Written request: Rewrite only the part that opens with the line containing "outline chiseled stone" and closes with the line containing "M 383 53 L 408", requests included, shifting every coordinate in the answers by adding -87 to it. Leave the pictures out.

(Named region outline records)
────

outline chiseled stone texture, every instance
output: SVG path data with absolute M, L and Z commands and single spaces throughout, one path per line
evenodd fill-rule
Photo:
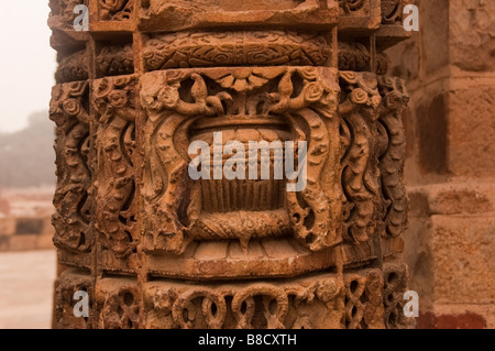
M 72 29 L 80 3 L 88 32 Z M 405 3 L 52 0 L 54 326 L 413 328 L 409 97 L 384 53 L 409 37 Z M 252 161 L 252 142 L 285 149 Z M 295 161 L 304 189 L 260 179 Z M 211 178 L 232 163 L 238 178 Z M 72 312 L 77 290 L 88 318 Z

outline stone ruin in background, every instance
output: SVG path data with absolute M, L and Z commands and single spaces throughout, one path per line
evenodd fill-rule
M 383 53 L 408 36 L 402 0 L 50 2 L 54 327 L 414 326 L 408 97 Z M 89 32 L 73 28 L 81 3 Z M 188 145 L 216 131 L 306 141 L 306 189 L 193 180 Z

────

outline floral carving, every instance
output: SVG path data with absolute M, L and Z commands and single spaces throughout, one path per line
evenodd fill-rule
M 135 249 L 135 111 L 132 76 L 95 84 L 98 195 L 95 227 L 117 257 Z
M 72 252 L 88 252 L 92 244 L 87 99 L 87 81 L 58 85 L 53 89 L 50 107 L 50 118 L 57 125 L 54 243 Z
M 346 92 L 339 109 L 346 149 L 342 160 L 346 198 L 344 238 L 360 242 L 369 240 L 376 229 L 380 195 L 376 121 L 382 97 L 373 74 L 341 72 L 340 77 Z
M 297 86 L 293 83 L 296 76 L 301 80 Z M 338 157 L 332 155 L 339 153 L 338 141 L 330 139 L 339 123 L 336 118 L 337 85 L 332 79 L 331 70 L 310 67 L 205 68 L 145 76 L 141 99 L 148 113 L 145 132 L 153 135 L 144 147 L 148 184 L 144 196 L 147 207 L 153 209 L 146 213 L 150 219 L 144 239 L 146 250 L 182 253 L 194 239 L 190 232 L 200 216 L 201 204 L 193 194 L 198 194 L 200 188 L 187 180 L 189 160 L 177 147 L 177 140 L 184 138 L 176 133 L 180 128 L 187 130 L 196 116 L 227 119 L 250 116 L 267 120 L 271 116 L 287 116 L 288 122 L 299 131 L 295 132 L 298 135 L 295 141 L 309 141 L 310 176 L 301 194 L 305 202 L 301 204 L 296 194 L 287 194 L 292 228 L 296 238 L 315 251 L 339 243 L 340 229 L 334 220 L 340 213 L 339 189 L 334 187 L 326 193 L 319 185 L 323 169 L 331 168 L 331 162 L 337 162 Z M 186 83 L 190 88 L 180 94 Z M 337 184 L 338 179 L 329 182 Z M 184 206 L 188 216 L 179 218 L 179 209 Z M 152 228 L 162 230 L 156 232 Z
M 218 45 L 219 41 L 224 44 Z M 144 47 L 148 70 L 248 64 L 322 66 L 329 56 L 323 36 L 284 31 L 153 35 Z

────

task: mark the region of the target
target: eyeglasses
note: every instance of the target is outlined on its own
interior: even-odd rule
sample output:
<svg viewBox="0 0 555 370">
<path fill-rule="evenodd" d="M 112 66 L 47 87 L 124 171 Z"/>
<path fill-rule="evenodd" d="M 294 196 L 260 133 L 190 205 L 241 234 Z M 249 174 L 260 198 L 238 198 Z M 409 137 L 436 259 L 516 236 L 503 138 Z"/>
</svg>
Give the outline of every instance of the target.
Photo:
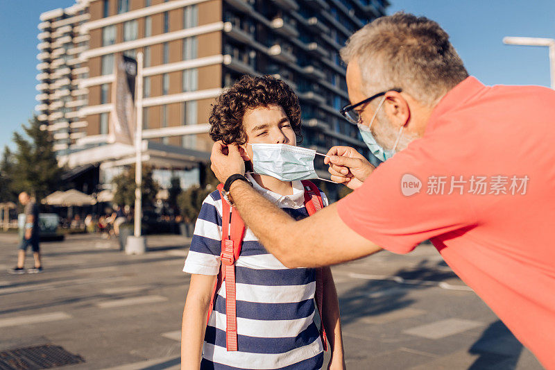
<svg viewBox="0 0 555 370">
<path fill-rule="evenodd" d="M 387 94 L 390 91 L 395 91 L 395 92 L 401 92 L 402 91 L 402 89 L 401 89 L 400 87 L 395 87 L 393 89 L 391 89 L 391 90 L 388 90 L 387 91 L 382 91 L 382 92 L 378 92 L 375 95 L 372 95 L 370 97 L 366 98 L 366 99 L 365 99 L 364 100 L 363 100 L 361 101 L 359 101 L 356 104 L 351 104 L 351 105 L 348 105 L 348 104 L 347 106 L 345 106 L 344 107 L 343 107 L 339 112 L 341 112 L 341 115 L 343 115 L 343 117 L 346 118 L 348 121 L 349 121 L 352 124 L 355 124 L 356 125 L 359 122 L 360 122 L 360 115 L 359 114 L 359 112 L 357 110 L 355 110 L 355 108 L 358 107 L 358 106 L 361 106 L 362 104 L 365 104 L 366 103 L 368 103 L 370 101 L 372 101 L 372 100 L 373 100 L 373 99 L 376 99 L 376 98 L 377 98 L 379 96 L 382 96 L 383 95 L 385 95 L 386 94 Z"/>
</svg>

────

Exercise result:
outline chiseled stone texture, every instance
output: SVG path data with absolute M, L and Z commands and single spaces throughout, one path per line
evenodd fill-rule
Photo:
M -15 -58 L -7 -84 L 1 -55 Z M 318 -84 L -35 -87 L -33 239 L 326 241 L 322 10 L 297 -34 L 322 -50 Z M 165 74 L 165 55 L 198 62 Z M 208 74 L 217 102 L 173 92 Z M 124 91 L 145 76 L 151 91 Z M -15 225 L -10 203 L 1 231 Z

outline stone ruin in background, every instance
output: SVG path data with absolute M, L and Z commands and single spaces throughout, one path per line
evenodd fill-rule
M 296 -34 L 321 -51 L 315 -87 L -37 -85 L -33 240 L 327 239 L 321 10 Z M 2 -55 L -14 -59 L -6 -84 Z M 101 58 L 129 44 L 219 54 L 219 102 L 106 93 Z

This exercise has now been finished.